◆ **YOUR INSTRUCTIONS**
Set down all the entries again, word for word.
*** SOURCE INFORMATION ***
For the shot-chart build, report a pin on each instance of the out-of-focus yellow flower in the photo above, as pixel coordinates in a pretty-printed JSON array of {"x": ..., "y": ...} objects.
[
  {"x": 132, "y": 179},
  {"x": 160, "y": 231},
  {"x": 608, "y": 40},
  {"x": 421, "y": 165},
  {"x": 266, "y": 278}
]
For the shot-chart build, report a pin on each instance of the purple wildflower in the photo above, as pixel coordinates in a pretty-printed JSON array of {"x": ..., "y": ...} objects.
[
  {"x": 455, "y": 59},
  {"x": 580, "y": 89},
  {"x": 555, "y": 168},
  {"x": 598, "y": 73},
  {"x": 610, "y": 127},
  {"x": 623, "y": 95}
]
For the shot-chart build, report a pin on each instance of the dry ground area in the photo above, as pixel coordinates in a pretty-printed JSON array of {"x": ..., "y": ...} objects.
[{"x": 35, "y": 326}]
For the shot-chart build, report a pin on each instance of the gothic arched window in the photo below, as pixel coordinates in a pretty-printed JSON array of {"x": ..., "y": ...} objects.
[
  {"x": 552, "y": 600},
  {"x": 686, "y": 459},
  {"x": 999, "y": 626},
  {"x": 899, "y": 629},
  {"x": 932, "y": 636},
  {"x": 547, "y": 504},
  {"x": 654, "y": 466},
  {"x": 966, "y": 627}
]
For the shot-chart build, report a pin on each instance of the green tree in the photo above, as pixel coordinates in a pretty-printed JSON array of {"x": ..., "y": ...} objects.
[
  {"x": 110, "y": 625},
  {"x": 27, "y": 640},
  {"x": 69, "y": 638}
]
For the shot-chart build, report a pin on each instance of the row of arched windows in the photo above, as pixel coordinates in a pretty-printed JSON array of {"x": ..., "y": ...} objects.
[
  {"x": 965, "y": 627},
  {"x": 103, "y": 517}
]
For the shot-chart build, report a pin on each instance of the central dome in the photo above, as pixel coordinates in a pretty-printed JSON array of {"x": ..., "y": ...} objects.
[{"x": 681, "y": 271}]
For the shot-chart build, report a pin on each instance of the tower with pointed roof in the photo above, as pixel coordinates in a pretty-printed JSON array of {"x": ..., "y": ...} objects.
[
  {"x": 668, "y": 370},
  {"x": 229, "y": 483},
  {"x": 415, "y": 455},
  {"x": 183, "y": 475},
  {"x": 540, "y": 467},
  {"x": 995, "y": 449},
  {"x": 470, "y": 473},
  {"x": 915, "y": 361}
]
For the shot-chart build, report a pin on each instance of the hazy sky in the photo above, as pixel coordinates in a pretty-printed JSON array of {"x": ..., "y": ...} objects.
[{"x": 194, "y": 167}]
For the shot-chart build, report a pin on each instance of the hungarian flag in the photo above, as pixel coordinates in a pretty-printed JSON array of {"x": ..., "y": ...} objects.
*** End of SOURCE INFORMATION ***
◆ **TASK RESPONSE**
For the shot-chart build, report a pin on each instance of the out-of-focus yellow flower in the photo above, as pixel coordinates in a pretty-printed JSON array of {"x": ..., "y": ...} objects.
[
  {"x": 132, "y": 179},
  {"x": 160, "y": 231},
  {"x": 608, "y": 40},
  {"x": 421, "y": 165},
  {"x": 266, "y": 278}
]
For the shot-chart build, report a pin on each instance of the purple wildflower in the photo above, as pixel coordinates in a pretty-printed JSON array of {"x": ..., "y": ...} objects.
[
  {"x": 455, "y": 59},
  {"x": 580, "y": 89},
  {"x": 555, "y": 168},
  {"x": 598, "y": 73},
  {"x": 610, "y": 127},
  {"x": 623, "y": 95}
]
For the shot-chart build, report a pin on each instance of the dry ground area in the photo above, as pixel coordinates in a pretty-printed JSON array of {"x": ..., "y": ...} objects.
[{"x": 35, "y": 326}]
For the shot-chart build, report a pin on each instance of the gothic arched window in the photo below, as pixel coordinates in a pretty-printed JSON array of {"x": ..., "y": ...} objects.
[
  {"x": 552, "y": 600},
  {"x": 686, "y": 459},
  {"x": 999, "y": 626},
  {"x": 899, "y": 629},
  {"x": 932, "y": 636},
  {"x": 547, "y": 504},
  {"x": 654, "y": 466},
  {"x": 966, "y": 627}
]
For the shot-chart build, report a pin on each instance of the green tree in the photo above, as pixel coordinates in a pretty-printed JSON array of {"x": ..., "y": ...} objects.
[
  {"x": 110, "y": 625},
  {"x": 27, "y": 640},
  {"x": 69, "y": 638}
]
For the shot-chart build, report a pin on each instance of the row of arched windows in the photo above, as pixel coordinates in a pretty-printed JSON array of {"x": ..., "y": ...} objects.
[
  {"x": 965, "y": 627},
  {"x": 103, "y": 517}
]
For the shot-chart build, report a pin on each instance of the central dome in the photo above, as pixel coordinates in a pretty-printed JSON array of {"x": ..., "y": ...} objects.
[{"x": 681, "y": 271}]
For the shot-chart build, report a pin on each instance of the tower with pointed roof in the photo above, as pixel coordinates in a pretty-printed JSON array of {"x": ..., "y": ...} objects.
[
  {"x": 668, "y": 370},
  {"x": 229, "y": 483},
  {"x": 415, "y": 455},
  {"x": 183, "y": 475},
  {"x": 540, "y": 467},
  {"x": 995, "y": 449},
  {"x": 470, "y": 473},
  {"x": 915, "y": 361}
]
For the shot-chart build, report a pin on each instance of the hazy sky in the photo above, as pixel coordinates in a pretty-printed JSON array of {"x": ..., "y": ...} objects.
[{"x": 194, "y": 167}]
For the shot-chart build, report a pin on each instance of the hungarian flag in the photo above, as pixel coordinates in a pretty-printed JSON array of {"x": ..., "y": ...} objects.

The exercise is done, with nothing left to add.